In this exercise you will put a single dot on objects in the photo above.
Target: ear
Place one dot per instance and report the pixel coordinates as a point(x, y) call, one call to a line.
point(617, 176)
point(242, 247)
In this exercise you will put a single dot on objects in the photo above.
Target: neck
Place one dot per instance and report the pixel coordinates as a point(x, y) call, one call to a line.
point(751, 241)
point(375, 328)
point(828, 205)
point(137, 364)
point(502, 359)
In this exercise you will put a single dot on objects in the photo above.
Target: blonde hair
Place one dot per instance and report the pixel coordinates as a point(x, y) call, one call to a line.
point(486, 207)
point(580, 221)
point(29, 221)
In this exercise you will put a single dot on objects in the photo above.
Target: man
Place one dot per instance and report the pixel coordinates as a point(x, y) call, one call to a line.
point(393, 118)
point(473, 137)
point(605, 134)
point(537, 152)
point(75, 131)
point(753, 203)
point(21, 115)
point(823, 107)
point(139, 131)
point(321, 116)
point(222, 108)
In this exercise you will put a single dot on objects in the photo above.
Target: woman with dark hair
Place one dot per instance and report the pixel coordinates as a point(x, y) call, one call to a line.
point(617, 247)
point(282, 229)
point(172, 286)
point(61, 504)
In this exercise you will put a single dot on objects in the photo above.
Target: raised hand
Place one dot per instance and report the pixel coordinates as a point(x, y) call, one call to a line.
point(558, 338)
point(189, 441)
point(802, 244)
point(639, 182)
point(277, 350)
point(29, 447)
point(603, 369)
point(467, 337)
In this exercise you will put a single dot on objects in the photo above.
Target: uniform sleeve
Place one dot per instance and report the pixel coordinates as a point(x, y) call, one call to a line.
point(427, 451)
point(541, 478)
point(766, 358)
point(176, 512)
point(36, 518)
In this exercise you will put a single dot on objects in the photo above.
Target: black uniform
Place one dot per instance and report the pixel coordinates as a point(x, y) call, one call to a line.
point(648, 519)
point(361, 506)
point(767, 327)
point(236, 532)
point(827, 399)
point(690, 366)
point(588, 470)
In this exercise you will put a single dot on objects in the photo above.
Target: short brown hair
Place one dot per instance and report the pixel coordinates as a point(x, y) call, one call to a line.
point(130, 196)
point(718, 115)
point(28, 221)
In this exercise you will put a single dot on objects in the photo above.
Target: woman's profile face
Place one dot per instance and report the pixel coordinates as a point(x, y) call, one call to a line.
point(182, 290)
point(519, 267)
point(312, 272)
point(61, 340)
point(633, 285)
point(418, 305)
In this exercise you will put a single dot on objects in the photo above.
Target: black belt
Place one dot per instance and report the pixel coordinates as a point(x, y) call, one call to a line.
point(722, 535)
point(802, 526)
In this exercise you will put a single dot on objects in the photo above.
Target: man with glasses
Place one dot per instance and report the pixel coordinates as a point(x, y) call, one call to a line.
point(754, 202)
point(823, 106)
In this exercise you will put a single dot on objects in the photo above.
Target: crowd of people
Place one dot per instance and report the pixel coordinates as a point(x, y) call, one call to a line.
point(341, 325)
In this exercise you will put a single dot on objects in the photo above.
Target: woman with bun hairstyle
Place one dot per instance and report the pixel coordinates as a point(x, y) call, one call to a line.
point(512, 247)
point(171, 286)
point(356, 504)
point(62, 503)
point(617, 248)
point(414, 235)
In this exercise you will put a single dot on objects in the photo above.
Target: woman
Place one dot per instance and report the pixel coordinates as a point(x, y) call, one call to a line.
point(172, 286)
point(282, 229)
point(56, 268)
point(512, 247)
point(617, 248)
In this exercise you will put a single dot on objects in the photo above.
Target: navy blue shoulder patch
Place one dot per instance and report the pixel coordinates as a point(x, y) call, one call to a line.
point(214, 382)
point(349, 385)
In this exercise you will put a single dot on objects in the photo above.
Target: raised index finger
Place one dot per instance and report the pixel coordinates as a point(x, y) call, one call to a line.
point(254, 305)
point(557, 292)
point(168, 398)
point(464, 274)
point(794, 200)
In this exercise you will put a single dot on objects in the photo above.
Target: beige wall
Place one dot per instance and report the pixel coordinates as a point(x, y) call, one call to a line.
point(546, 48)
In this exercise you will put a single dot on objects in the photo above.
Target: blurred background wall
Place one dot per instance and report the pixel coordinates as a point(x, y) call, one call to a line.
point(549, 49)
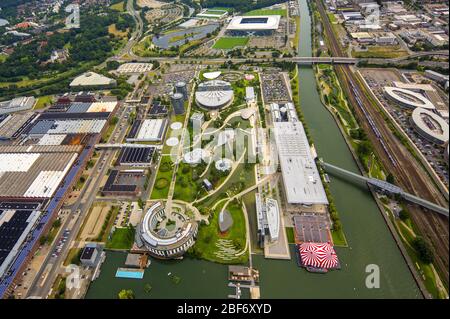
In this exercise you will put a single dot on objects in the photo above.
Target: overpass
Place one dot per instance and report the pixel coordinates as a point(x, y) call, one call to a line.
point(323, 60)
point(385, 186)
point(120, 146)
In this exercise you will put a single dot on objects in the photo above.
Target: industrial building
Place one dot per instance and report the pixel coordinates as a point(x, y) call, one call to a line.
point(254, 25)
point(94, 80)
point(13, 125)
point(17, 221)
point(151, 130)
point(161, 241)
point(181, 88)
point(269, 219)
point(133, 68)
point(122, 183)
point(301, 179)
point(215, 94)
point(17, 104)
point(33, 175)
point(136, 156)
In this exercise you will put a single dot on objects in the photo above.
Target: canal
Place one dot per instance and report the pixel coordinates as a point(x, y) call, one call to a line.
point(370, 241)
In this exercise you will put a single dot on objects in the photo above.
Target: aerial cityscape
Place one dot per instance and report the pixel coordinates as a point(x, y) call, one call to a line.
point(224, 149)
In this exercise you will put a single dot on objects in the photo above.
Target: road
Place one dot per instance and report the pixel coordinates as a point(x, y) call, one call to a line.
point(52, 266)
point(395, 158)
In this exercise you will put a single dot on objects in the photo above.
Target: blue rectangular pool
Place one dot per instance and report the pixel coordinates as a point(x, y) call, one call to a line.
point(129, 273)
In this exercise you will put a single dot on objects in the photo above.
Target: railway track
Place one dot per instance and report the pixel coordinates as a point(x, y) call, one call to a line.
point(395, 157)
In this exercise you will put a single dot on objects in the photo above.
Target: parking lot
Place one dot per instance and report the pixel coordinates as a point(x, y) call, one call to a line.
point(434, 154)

Problem - Rewrite all of the data above with every "single dot" changed to "single point" and everything else left unchanged. Leave the pictures out of your answer.

Task response -
In this exercise you will put a single point on objects in the photo above.
Target: ear
Place one dot per instance and report the pixel coordinates as a point(x, y) call, one call to a line.
point(617, 176)
point(242, 247)
In this exercise you will put a single point on objects in the photo above.
Target: neck
Place one dot per instance and report the pixel coordinates as a point(x, y) call, one call to a line.
point(751, 241)
point(375, 328)
point(828, 205)
point(137, 364)
point(502, 359)
In this exercise you will put a single point on objects in the photo above.
Target: blonde hair
Place one dot per instance and report the pixel coordinates as a point(x, y) call, one call to a line.
point(486, 207)
point(580, 221)
point(29, 221)
In this exercise you will put a single point on objects in the photo above.
Target: man
Place one dot per instance and report the pixel coordinates as a point(x, y) call, one call to a line.
point(393, 118)
point(473, 137)
point(605, 134)
point(537, 152)
point(75, 131)
point(753, 203)
point(21, 115)
point(823, 107)
point(139, 131)
point(321, 116)
point(222, 108)
In this exercise you will put a single point on objects in the photo above.
Target: woman with dark hair
Place one dot per instance and report the pixel coordinates as a point(x, y) call, one call to a line.
point(617, 247)
point(282, 229)
point(172, 286)
point(61, 504)
In this exercise you will put a single point on objects in the photo above.
Target: raised hand
Place one dot per instance and report the pixel coordinates as a point(x, y) call, one call to a line.
point(558, 338)
point(189, 441)
point(802, 244)
point(639, 182)
point(277, 350)
point(29, 447)
point(603, 369)
point(467, 337)
In this exercise you will put a single point on objects in the photo above.
Target: uniform sleeve
Place one dot per instance and report the pixel coordinates as a point(x, y) call, one call to a line.
point(427, 451)
point(541, 478)
point(766, 358)
point(176, 512)
point(36, 518)
In this exercise you will put a single point on objects in the photo above.
Target: black uniform
Place one dot per instance and report the pixel coordinates as a point(x, y) call, one call to a line.
point(648, 519)
point(361, 506)
point(767, 327)
point(236, 532)
point(827, 399)
point(690, 366)
point(588, 470)
In this exercise you will put a single point on objects in the photo above.
Target: short brown hair
Place one dot per instance and report the pixel coordinates as a point(x, y) call, one call to a line.
point(130, 196)
point(718, 115)
point(28, 221)
In this exercise you will put a single point on objects in the photo above.
Target: woman's profile face
Place one dot per instance and report the pixel coordinates as a point(x, y) call, one call to a line.
point(182, 290)
point(519, 267)
point(312, 272)
point(61, 340)
point(633, 285)
point(418, 305)
In this exercise you will put a single point on objects in the photo above.
Target: black belt
Place one dot per instance and report the pixel coordinates as a point(x, y) call, one call to a line.
point(722, 535)
point(802, 526)
In this exercise you will put a single point on objects in the photo above.
Target: man with glasses
Place one dot per instance and report the pixel coordinates as a point(x, y) call, one call to a line.
point(754, 202)
point(823, 106)
In this exercise you will put a single point on objects in the photo above.
Target: crowd of people
Place one dot per instance and report the pixel coordinates as a point(x, y) call, one call to a line.
point(341, 325)
In this exercise you will put a single point on objects in the photo above.
Target: woman with bun hairstyle
Place one dot per instance and report the pixel coordinates as a point(x, y) call, one call to a line.
point(512, 247)
point(171, 286)
point(356, 504)
point(62, 503)
point(617, 248)
point(414, 235)
In this exercise you will put a single point on objects in the photo above.
Target: woman
Place one dot per instance and report the pixel coordinates as a point(x, y) call, one call to a line.
point(172, 286)
point(282, 229)
point(56, 268)
point(512, 247)
point(617, 248)
In this exercise you will put a single point on objects in the photo above.
Target: navy blue shoulder patch
Place one dot per instance and report the pixel coordinates as a point(x, y) call, one call to a line.
point(214, 382)
point(349, 385)
In this exercise you will put a single point on objects in the photo above.
Target: raised index finger
Place one dot per instance and report the pixel coordinates as a point(x, y) call, one call to a line.
point(254, 305)
point(557, 292)
point(168, 398)
point(464, 274)
point(794, 200)
In this exercise you will put a single point on objects in the photo above.
Target: beige wall
Place one dot per instance and report the pixel coordinates as a point(x, y) call, one call to a line.
point(546, 48)
In this exercise you will put a single point on objects in the photo above.
Target: blurred background wall
Place one dot per instance and report the pixel coordinates as a point(x, y) call, one call to a line.
point(549, 49)
In this exercise you will put a single point on objects in the photo above.
Target: overpass
Place one dot per instance and report the pixel coordinates as a point(x, y) call, one call to a line.
point(323, 60)
point(385, 186)
point(120, 146)
In this exercise you will put a single point on objects in the photo above.
Target: industrial building
Place one dot per instance and report the pixel coordinates as a point(x, y) call, one call to a line.
point(254, 25)
point(94, 80)
point(13, 125)
point(17, 221)
point(151, 130)
point(161, 241)
point(181, 88)
point(269, 219)
point(133, 68)
point(122, 183)
point(301, 179)
point(215, 94)
point(17, 104)
point(33, 175)
point(136, 156)
In this exercise you will put a single point on objects in the photo above.
Target: canal
Place one dot per instance and report the pixel coordinates as a point(x, y) call, one call to a line.
point(370, 241)
In this exercise you will put a single point on objects in the photo above.
Target: aerial cityscape
Place one dot per instance and report the pixel coordinates as a point(x, y) call, one call to a line.
point(224, 149)
In this exercise you will put a single point on objects in the photo above.
Target: road
Place one dot per instance and report the pixel coordinates as a point(x, y) call, one call to a line.
point(52, 266)
point(395, 158)
In this exercise you will put a single point on objects in the photo above.
Target: blue rectangular pool
Place one dot per instance and report the pixel coordinates as a point(x, y) call, one call to a line.
point(129, 273)
In this exercise you will put a single point on objects in the photo above.
Target: railway track
Place one dot per instance and report the pixel coordinates as a point(x, y) call, one call to a line.
point(395, 157)
In this exercise you will put a single point on objects in the photo above.
Target: parking lot
Place one dot per instance and report the pixel coordinates as a point(x, y) call, one call to a line.
point(434, 154)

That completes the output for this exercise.